ENTRIES SHOWN
----
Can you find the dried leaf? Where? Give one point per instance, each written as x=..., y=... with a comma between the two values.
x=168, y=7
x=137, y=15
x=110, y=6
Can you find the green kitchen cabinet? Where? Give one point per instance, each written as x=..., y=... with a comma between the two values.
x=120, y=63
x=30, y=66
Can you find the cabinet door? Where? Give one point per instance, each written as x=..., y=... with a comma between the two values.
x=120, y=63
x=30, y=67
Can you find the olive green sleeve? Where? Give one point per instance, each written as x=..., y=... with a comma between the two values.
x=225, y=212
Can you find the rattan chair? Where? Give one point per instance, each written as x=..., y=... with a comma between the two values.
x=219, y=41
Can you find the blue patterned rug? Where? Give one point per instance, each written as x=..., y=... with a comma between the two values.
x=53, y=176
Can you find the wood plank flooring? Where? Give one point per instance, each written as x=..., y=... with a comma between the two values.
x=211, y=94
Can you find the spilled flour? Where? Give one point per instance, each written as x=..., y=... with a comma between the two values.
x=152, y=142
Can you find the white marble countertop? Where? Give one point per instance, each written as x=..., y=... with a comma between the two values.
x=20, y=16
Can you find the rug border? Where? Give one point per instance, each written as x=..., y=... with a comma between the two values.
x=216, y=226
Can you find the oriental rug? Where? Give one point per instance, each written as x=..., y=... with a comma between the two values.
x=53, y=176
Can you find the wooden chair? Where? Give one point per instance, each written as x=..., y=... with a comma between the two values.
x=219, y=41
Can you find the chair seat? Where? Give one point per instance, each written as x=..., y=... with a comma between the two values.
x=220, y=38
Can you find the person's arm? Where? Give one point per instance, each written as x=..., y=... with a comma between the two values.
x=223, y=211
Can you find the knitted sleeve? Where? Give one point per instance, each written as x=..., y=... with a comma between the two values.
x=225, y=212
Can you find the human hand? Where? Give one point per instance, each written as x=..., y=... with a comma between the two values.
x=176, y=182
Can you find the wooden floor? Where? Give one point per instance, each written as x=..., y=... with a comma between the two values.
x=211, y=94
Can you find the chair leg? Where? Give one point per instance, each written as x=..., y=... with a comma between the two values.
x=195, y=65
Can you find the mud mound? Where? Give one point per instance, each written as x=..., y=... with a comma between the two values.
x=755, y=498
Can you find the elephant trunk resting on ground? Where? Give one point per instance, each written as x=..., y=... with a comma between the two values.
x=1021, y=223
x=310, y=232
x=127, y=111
----
TASK TO COMPLETE
Copy all the records above exactly, missing none.

FULL OUTPUT
Can you find the dried leaf? Where? Give one point per instance, each written as x=..., y=... with a comma between the two values.
x=168, y=7
x=137, y=15
x=110, y=6
Can you find the green kitchen cabinet? Where? Give one point per instance, each written as x=..., y=... with a comma between the two values.
x=120, y=63
x=30, y=66
Can you find the cabinet door? Where? Give one point per instance, each written as x=..., y=... with a comma between the two values.
x=120, y=63
x=30, y=67
Can you find the olive green sleeve? Where? Give one point per instance, each written as x=..., y=... with a comma between the two values.
x=225, y=212
Can you find the rattan chair? Where? Give one point per instance, each written as x=..., y=... with a comma between the two values.
x=219, y=41
Can you find the blue patterned rug? Where? Give one point per instance, each written as x=..., y=... with a comma between the two values.
x=53, y=176
Can you find the wood plank flooring? Where? Give one point per instance, each written as x=..., y=... with a comma between the two values.
x=211, y=94
Can you find the spilled flour? Where? Give one point per instance, each written as x=..., y=... with a comma between the two values.
x=152, y=142
Can you find the white marble countertop? Where? Give one point per instance, each written as x=..., y=... with a comma between the two values.
x=20, y=16
Can you find the rug border? Where? Give one point per instance, each written as x=..., y=... with a comma between the two values.
x=216, y=226
Can you find the oriental rug? Where? Give one point per instance, each written as x=..., y=... with a comma between the two values.
x=53, y=176
Can you find the wooden chair? Where? Give one point per instance, each written as x=..., y=... with a comma between the two values.
x=219, y=41
Can you find the chair seat? Where? Give one point per instance, each written as x=..., y=... with a comma between the two values.
x=220, y=38
Can you find the person's arm? Where? Give one point per instance, each written as x=..., y=... with a comma between the two values.
x=223, y=211
Can you find the knitted sleeve? Where? Give one point per instance, each written as x=..., y=... with a comma between the two values.
x=225, y=212
Can you find the human hand? Where? Give one point per instance, each written as x=..., y=... with a comma between the two values.
x=176, y=182
Can you find the wooden floor? Where? Give one point per instance, each written as x=..., y=... with a comma between the two values.
x=211, y=94
Can you find the chair leg? Where? Give one point per instance, each written as x=..., y=... with a comma between the two values.
x=195, y=65
Can you find the mud mound? Where? Give one point per instance, each written as x=..., y=... with a comma between the two values.
x=755, y=498
Can you find the elephant trunk resting on ground? Where? Give one point per instance, each written as x=..., y=... with a comma between the two values.
x=1021, y=223
x=310, y=232
x=127, y=111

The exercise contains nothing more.